ASSIGNED TASK:
The lines from the start of the data through the line containing "Where can the warehouse" are to be reproduced exactly, both ends included.

DATA LISTING:
|---|

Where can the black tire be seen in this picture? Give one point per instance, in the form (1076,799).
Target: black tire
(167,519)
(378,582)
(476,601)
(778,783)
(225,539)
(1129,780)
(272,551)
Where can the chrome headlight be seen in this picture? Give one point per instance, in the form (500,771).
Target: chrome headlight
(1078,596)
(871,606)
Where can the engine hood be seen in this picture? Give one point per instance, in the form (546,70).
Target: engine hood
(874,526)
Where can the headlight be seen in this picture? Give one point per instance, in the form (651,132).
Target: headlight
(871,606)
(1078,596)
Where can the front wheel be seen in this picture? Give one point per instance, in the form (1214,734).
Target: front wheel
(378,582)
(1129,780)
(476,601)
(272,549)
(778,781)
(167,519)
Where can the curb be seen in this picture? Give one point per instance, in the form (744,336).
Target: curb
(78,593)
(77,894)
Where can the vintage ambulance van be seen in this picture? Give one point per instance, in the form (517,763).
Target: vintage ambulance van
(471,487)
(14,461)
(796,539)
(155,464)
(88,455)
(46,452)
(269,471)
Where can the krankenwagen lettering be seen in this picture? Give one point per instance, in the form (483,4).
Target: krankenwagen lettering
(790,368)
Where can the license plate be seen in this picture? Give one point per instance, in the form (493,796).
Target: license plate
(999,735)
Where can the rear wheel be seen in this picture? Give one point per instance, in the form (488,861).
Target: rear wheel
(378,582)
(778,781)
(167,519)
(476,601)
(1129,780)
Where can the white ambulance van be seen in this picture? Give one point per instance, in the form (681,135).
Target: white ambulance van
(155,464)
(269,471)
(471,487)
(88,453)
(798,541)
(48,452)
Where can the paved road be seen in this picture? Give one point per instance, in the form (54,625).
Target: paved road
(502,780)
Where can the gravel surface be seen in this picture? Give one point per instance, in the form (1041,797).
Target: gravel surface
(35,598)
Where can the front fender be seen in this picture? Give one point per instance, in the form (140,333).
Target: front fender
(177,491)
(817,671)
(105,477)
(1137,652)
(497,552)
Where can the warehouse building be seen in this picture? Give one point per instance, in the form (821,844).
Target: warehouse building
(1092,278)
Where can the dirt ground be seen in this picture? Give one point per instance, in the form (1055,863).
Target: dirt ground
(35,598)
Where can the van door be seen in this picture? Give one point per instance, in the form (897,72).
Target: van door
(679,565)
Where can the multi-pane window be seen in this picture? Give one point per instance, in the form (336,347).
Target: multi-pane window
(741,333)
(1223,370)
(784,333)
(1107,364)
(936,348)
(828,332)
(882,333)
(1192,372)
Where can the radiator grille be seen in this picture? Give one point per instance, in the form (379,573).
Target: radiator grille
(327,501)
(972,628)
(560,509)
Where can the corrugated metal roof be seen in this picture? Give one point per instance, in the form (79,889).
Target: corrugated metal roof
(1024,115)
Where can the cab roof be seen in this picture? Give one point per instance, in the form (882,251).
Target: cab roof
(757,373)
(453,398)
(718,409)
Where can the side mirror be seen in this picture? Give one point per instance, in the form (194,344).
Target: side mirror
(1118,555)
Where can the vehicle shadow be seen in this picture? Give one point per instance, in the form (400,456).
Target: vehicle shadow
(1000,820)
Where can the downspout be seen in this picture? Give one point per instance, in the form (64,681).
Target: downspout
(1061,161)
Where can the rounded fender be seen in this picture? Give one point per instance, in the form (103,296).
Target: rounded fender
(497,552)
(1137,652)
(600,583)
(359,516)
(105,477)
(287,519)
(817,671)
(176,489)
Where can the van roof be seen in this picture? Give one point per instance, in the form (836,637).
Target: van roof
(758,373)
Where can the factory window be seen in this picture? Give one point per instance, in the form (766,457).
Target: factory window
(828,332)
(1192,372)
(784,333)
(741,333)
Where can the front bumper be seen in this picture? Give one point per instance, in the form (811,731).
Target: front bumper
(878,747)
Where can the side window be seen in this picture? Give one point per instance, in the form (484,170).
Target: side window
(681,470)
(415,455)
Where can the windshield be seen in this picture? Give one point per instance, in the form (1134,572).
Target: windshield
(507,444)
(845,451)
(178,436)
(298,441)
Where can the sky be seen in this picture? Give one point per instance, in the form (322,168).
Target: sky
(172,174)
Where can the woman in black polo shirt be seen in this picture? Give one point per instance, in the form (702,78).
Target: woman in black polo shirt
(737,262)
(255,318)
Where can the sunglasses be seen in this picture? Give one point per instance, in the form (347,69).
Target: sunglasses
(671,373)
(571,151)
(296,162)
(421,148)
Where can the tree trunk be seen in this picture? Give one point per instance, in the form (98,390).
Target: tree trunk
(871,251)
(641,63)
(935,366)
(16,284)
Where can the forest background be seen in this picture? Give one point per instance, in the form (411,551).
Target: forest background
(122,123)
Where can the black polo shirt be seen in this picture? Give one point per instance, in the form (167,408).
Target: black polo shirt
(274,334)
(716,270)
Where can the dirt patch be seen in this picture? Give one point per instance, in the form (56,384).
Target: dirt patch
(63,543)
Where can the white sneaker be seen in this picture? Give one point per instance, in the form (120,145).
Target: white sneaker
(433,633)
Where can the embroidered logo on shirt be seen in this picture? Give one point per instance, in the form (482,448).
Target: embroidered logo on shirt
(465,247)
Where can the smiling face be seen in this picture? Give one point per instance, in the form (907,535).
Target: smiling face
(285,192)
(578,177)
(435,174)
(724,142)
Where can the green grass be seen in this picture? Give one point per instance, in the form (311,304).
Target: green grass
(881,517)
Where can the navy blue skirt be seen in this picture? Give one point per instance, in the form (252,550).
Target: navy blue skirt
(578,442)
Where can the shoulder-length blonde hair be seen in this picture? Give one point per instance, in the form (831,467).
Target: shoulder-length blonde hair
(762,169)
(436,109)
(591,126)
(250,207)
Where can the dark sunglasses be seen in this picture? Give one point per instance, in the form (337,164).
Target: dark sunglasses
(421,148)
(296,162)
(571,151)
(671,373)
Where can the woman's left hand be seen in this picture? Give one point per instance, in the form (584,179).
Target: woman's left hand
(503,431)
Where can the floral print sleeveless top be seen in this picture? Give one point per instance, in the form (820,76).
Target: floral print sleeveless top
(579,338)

|---|

SOLUTION TO THIS PROBLEM:
Where can the black tire be seen in this picture? Give one point per instance, in the form (1076,799).
Target: black tire
(167,519)
(378,582)
(476,601)
(778,783)
(225,539)
(1129,780)
(272,551)
Where can the chrome headlight be seen in this picture? Give one point per instance, in the form (500,771).
Target: chrome headlight
(1078,596)
(871,606)
Where can the engine hood be seen in this picture? Give one point per instance, in the form (546,70).
Target: engine hood
(874,526)
Where can the headlight be seen in this picture? Give one point per instance, in the form (651,132).
Target: headlight
(871,606)
(1078,596)
Where can the front wheel be seen in this picture? Give one point per instance, in the form (1214,734).
Target: front wheel
(378,582)
(1129,780)
(476,601)
(272,549)
(778,781)
(167,519)
Where can the curb be seen in this picture? Give one point per instance, in the form (744,336).
Target: curb
(78,593)
(77,894)
Where can the vintage ambulance van be seen in this picture? Give one point per instance, in the form (517,763).
Target: vintage ambulance van
(471,487)
(14,461)
(796,539)
(155,464)
(88,455)
(46,452)
(269,471)
Where can the krankenwagen lettering be seen in this picture? Give one point per instance, in the form (483,4).
Target: krankenwagen lettering
(790,368)
Where can the license plate be seen in this picture? Give one point per instance, in the form (493,796).
Target: license plate
(999,735)
Where can the rear wheel be seen in this picture? Give one point per instance, in the form (488,861).
Target: rear wheel
(378,582)
(778,781)
(167,519)
(476,601)
(1129,780)
Where can the white ambulance van be seen in this picture? Give one point per instance, in the form (681,135).
Target: white ambulance van
(155,464)
(269,471)
(471,487)
(88,453)
(798,541)
(48,452)
Where can the paved road be seen in this picture? Give one point per instance, in the form (54,625).
Target: paved road
(502,780)
Where can the gravel surface be seen in this picture? Give one point per instance, in the form (1041,797).
Target: gravel surface
(35,598)
Where can the front fender be seen in this picture? Give one point per instance, in the form (140,333).
Target: front fender
(177,491)
(817,671)
(105,477)
(1137,652)
(497,552)
Where can the warehouse building be seen in this picture? Give one point per instance, in the form (821,844).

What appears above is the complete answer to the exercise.